RECORDS FOR PROCESSING:
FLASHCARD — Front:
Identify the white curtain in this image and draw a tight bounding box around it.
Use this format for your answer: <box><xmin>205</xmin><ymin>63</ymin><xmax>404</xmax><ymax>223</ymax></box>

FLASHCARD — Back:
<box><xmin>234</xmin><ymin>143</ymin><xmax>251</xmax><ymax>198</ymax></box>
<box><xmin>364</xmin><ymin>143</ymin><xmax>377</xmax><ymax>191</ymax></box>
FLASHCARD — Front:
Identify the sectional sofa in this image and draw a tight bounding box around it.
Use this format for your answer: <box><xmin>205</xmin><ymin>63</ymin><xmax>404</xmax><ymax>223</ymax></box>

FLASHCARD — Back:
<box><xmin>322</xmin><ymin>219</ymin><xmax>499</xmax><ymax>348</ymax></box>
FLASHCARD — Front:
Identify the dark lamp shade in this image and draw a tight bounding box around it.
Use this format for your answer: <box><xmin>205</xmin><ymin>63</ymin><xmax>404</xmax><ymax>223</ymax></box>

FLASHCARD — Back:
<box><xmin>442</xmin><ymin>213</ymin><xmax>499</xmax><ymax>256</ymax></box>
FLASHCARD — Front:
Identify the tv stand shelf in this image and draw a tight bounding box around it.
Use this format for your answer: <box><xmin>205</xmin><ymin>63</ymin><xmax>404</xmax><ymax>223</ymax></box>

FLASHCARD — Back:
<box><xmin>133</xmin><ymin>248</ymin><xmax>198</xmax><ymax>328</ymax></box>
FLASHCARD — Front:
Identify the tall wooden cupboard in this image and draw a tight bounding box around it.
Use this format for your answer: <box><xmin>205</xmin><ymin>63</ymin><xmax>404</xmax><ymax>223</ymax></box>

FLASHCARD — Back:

WHAT IS REQUIRED: Transcribe the whole listing above, keeping each line exactly as written.

RESPONSE FOR THIS EXERCISE:
FLASHCARD — Front:
Identify the white curtain in this image and draw a tight bounding box around it.
Use this format for your answer: <box><xmin>205</xmin><ymin>63</ymin><xmax>404</xmax><ymax>223</ymax></box>

FLASHCARD — Back:
<box><xmin>234</xmin><ymin>143</ymin><xmax>251</xmax><ymax>198</ymax></box>
<box><xmin>364</xmin><ymin>143</ymin><xmax>377</xmax><ymax>191</ymax></box>
FLASHCARD — Front:
Identify the sectional sofa in this image and draw a tight bounding box around it.
Use this format for your answer: <box><xmin>205</xmin><ymin>63</ymin><xmax>404</xmax><ymax>223</ymax></box>

FLASHCARD — Back:
<box><xmin>322</xmin><ymin>219</ymin><xmax>499</xmax><ymax>348</ymax></box>
FLASHCARD — Front:
Identify the dark lamp shade in this image and draw a tight bounding box around it.
Use this format for your answer: <box><xmin>205</xmin><ymin>63</ymin><xmax>404</xmax><ymax>223</ymax></box>

FLASHCARD — Back:
<box><xmin>442</xmin><ymin>213</ymin><xmax>499</xmax><ymax>256</ymax></box>
FLASHCARD — Front:
Identify the tv stand shelf in this image and draw a tight bounding box around it.
Use this format for your answer: <box><xmin>205</xmin><ymin>63</ymin><xmax>404</xmax><ymax>223</ymax></box>

FLASHCARD — Back:
<box><xmin>133</xmin><ymin>248</ymin><xmax>198</xmax><ymax>328</ymax></box>
FLASHCARD — Front:
Identify the tall wooden cupboard in this image and draw a tight bounding box around it.
Use this format for your answer: <box><xmin>205</xmin><ymin>63</ymin><xmax>404</xmax><ymax>223</ymax></box>

FLASHCARD — Back:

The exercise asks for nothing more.